═══ GIVEN ENTRIES

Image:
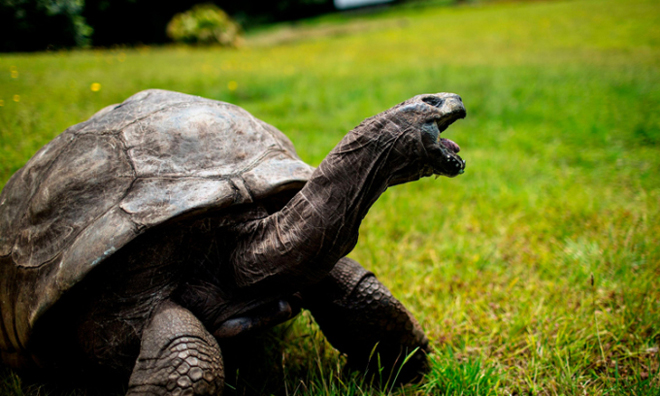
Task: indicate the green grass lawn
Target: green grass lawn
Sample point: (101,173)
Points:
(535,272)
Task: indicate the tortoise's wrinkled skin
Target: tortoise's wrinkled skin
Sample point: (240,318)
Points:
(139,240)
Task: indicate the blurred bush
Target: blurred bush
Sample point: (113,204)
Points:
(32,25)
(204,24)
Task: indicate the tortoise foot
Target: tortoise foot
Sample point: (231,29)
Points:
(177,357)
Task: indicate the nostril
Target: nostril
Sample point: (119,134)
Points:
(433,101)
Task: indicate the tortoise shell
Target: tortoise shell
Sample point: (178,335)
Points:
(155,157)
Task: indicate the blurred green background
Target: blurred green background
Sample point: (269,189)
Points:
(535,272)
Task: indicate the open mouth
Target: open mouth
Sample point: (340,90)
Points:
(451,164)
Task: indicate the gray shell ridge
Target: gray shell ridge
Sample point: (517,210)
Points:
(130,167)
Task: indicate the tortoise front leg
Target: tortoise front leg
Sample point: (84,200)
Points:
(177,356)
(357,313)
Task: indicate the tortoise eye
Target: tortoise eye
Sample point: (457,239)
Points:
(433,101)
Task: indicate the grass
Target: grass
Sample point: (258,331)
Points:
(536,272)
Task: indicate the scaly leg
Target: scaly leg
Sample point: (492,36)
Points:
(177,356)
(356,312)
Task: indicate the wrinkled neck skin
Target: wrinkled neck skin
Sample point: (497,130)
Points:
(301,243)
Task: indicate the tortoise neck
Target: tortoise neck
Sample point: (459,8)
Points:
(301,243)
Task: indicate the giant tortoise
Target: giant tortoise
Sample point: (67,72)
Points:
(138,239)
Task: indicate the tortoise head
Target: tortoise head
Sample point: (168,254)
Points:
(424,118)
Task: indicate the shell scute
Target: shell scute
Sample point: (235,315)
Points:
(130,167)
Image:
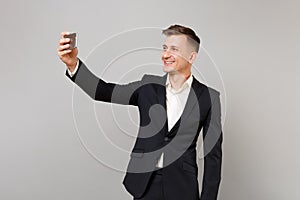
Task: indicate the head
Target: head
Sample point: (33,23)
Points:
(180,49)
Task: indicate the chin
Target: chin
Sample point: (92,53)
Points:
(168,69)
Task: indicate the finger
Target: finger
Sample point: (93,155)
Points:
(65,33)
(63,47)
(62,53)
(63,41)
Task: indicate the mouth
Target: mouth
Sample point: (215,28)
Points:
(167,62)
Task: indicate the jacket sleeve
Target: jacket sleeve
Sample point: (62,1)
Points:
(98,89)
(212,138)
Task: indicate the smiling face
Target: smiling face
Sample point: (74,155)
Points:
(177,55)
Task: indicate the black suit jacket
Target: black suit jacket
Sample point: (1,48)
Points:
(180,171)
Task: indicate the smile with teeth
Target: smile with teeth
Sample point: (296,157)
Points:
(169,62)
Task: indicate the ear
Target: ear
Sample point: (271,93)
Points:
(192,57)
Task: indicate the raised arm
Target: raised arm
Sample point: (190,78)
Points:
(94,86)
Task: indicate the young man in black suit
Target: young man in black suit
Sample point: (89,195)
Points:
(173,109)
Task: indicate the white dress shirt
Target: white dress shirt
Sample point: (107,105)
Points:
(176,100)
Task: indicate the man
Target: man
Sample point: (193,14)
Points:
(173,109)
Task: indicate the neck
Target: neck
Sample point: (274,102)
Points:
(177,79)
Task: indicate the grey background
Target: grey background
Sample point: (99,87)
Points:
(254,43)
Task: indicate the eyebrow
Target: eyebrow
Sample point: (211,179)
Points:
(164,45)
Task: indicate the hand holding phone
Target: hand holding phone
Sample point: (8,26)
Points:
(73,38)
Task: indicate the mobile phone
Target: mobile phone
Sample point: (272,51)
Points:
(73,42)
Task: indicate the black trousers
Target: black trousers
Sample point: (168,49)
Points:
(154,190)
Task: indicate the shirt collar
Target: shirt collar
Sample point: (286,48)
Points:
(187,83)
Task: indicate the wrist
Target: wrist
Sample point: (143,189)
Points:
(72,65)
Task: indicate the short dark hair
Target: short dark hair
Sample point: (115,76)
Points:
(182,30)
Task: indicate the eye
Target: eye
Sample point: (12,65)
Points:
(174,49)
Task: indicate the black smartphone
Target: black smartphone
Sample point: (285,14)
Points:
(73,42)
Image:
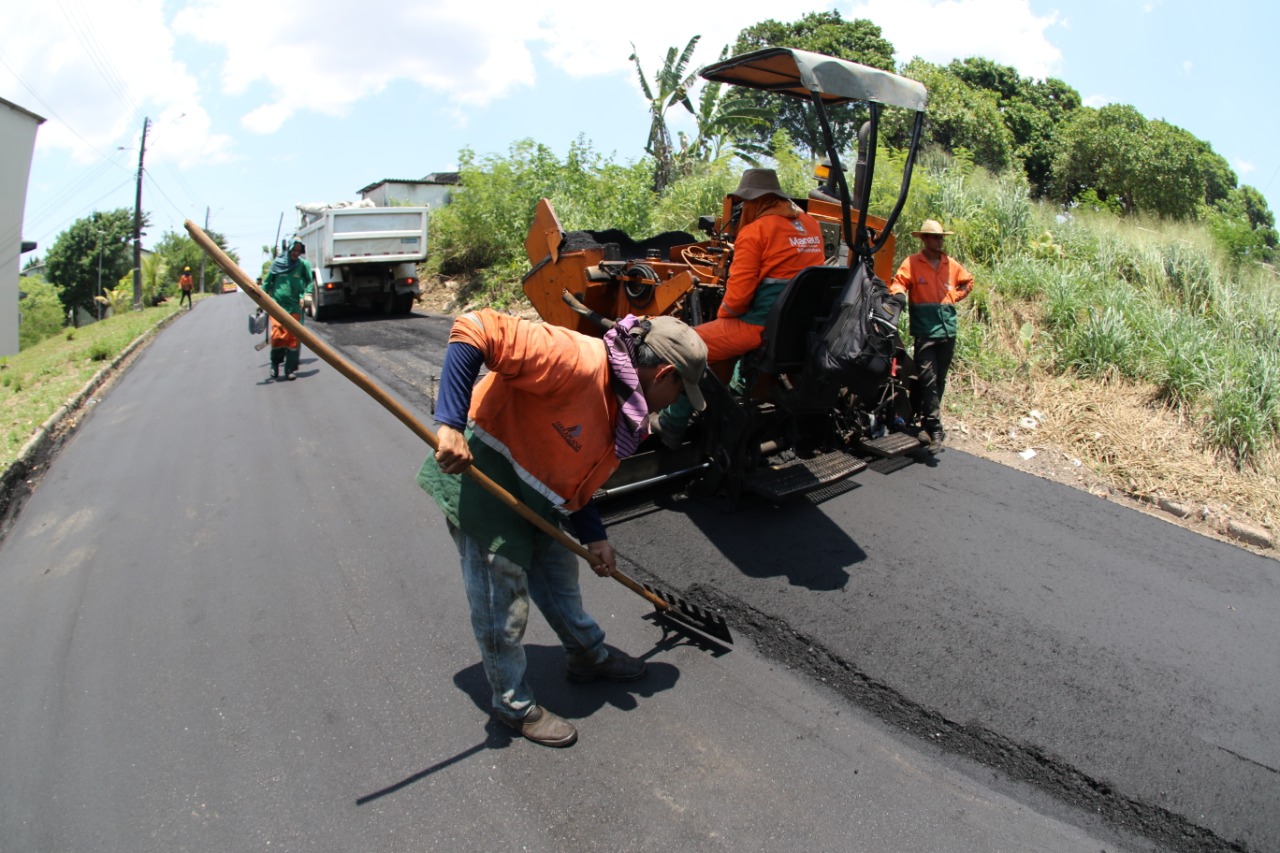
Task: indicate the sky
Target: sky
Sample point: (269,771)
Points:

══════

# TASK GOAL
What are the lines from the one containing "Sample point: (211,179)" through the end of the records? Write them out exactly, leaving out the pictures.

# ANSWER TO THE EXERCISE
Sample point: (211,179)
Points:
(164,45)
Task: indicate the hand holding phone
Target: hand holding phone
Sample point: (8,26)
Points:
(73,38)
Task: indicate the mobile phone
Target: mobile phone
Sample point: (272,51)
Points:
(73,42)
Task: indicate the black trousers
Target: black trousers
Sample point: (168,49)
Points:
(154,190)
Task: indicate the shirt collar
Target: shirt collar
Sample point: (286,48)
Points:
(187,83)
Task: indicate the wrist
Target: wrist
Sample point: (143,189)
Points:
(72,65)
Task: indicate the short dark hair
Target: short dark hair
Sample point: (115,76)
Points:
(182,30)
Task: indicate the eye
Target: eye
Sample point: (12,65)
Points:
(174,49)
Task: indicate the black smartphone
Target: black smartphone
Sample point: (285,14)
Points:
(73,42)
Image:
Task: indicate the sky
Target: sky
Sample point: (269,771)
Points:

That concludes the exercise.